──────── Supplied material ────────
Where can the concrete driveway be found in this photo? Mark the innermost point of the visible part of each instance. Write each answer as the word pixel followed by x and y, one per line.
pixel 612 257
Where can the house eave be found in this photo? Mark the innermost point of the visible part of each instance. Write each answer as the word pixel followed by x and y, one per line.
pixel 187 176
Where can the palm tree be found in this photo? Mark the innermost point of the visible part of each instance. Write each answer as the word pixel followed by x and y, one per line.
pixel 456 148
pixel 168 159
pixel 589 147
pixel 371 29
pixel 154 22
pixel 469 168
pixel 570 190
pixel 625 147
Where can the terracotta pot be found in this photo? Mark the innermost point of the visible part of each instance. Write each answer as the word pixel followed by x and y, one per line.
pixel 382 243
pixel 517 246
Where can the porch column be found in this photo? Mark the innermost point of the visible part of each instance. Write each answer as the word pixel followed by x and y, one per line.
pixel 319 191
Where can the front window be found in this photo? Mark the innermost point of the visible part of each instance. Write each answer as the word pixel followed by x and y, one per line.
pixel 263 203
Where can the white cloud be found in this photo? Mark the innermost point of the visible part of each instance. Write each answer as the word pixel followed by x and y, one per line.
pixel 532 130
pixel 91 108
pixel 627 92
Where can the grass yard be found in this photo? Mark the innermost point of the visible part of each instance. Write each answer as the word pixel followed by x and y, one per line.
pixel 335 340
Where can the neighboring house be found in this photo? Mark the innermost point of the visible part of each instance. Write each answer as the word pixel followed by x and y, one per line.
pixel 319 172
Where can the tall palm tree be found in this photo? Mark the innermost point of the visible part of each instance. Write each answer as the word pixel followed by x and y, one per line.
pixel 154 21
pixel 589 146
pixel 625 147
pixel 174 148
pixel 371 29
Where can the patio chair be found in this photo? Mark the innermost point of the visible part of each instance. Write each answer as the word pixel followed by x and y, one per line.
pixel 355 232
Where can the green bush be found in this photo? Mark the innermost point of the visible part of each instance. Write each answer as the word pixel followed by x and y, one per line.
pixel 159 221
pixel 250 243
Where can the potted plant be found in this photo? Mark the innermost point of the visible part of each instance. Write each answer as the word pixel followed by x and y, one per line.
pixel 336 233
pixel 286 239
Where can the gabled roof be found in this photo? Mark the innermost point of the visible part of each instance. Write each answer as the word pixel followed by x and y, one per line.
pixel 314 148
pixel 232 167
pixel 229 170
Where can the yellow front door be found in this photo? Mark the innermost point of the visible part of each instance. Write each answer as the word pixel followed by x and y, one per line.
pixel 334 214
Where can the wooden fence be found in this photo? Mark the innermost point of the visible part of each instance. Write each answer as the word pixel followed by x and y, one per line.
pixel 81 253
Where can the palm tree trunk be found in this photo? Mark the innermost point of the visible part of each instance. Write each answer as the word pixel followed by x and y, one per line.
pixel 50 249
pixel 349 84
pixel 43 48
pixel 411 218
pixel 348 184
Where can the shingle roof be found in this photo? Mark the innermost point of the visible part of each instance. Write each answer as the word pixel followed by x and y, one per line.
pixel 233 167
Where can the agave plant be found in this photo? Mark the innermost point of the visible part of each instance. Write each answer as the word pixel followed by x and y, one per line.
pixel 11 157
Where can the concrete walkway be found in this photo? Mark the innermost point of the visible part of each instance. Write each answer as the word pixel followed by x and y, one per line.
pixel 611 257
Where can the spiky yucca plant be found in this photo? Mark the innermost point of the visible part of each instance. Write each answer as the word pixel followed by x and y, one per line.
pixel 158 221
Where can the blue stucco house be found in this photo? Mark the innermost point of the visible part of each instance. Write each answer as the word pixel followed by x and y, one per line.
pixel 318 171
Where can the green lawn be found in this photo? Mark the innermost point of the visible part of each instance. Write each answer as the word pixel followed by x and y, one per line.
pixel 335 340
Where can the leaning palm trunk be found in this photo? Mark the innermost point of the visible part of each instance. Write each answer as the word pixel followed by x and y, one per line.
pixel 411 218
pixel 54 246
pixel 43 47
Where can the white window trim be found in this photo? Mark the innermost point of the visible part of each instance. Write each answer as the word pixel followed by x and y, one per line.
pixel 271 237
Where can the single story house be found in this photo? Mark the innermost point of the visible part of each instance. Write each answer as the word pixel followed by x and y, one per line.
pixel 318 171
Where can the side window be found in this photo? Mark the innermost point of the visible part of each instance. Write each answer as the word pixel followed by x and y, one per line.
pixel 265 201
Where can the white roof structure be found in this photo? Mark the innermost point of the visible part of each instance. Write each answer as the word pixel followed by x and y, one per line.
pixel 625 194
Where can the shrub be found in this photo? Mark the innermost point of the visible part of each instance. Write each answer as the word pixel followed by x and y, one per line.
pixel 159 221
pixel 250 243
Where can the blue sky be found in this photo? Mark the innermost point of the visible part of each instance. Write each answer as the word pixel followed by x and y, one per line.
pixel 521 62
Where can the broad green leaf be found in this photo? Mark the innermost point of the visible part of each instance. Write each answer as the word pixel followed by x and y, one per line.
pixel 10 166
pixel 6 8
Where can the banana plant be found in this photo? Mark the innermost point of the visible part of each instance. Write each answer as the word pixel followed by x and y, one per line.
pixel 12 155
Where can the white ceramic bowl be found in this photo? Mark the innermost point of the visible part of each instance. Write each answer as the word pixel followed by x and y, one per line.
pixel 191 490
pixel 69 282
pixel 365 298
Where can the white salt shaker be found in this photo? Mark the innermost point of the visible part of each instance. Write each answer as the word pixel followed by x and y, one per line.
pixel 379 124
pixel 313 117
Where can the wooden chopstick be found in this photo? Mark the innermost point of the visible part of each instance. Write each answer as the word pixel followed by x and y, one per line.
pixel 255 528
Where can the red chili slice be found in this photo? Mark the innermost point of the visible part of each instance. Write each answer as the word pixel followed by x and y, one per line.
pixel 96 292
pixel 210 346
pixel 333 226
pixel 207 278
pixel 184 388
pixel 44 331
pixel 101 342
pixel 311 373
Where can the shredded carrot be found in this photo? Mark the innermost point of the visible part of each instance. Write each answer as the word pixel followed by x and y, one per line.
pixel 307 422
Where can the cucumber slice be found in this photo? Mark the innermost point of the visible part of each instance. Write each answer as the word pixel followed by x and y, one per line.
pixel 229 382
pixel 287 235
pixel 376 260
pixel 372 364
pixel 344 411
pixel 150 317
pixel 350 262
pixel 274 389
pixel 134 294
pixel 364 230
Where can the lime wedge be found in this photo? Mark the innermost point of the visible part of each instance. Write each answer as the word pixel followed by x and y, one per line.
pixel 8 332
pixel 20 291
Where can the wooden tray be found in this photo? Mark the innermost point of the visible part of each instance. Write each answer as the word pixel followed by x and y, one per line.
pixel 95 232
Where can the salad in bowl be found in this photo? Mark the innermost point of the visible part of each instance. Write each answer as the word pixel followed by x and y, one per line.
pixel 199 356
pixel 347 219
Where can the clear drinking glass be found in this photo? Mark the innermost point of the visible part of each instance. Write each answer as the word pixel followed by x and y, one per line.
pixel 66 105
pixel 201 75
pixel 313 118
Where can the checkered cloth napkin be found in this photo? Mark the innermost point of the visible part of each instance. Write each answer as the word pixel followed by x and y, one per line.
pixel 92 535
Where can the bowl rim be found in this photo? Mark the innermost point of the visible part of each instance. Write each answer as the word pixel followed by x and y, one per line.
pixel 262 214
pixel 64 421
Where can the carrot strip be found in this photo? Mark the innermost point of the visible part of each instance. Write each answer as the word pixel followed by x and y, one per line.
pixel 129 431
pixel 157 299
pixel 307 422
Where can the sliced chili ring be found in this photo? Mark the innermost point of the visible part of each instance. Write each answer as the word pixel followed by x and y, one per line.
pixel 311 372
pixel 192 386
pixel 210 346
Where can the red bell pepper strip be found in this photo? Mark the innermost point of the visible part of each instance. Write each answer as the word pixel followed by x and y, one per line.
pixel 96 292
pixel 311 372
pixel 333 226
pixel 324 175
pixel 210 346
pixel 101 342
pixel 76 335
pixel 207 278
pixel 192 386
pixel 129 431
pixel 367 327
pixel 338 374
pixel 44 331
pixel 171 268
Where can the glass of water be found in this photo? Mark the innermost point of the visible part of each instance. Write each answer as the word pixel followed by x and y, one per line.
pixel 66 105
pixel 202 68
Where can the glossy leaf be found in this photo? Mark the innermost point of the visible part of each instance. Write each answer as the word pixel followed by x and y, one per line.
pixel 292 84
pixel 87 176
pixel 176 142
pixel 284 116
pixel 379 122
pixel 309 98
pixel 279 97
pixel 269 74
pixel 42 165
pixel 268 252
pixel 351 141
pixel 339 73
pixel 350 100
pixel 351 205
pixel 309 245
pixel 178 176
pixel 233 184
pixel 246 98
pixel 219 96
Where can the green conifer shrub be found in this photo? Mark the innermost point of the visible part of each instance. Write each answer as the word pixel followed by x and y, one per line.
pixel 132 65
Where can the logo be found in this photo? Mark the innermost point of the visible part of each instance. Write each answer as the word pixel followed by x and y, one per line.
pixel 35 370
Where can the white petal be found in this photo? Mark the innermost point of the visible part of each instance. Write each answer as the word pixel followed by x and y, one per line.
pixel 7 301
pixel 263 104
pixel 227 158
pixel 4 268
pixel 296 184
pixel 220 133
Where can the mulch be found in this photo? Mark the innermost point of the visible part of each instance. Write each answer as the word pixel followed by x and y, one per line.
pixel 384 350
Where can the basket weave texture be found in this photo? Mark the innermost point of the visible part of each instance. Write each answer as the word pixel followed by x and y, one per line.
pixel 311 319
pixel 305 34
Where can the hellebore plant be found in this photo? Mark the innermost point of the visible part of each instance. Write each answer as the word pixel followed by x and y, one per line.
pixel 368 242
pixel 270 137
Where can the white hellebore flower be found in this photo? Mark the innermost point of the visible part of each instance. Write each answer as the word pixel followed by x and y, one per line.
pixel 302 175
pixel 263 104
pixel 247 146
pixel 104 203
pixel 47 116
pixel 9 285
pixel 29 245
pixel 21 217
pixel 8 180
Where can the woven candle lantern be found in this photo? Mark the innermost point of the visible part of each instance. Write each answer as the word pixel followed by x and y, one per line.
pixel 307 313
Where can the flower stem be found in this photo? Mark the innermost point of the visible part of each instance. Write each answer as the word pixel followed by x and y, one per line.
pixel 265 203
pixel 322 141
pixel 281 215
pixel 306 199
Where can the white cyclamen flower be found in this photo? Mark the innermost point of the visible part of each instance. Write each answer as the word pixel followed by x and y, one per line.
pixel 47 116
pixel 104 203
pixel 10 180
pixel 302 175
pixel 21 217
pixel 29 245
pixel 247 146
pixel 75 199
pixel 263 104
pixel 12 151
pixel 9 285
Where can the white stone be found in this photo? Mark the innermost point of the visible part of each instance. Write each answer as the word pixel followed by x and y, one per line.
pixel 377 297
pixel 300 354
────────
Directive ->
Please rewrite the rows from the very first line through the line holding "pixel 612 257", inclusive, substituting "gravel driveway" for "concrete driveway" and leaving everything else unchanged.

The response ->
Where can the gravel driveway be found in this photo? Mark the innermost point of the visible part of each instance. Write each answer as the word pixel followed by x and y, one per line.
pixel 612 257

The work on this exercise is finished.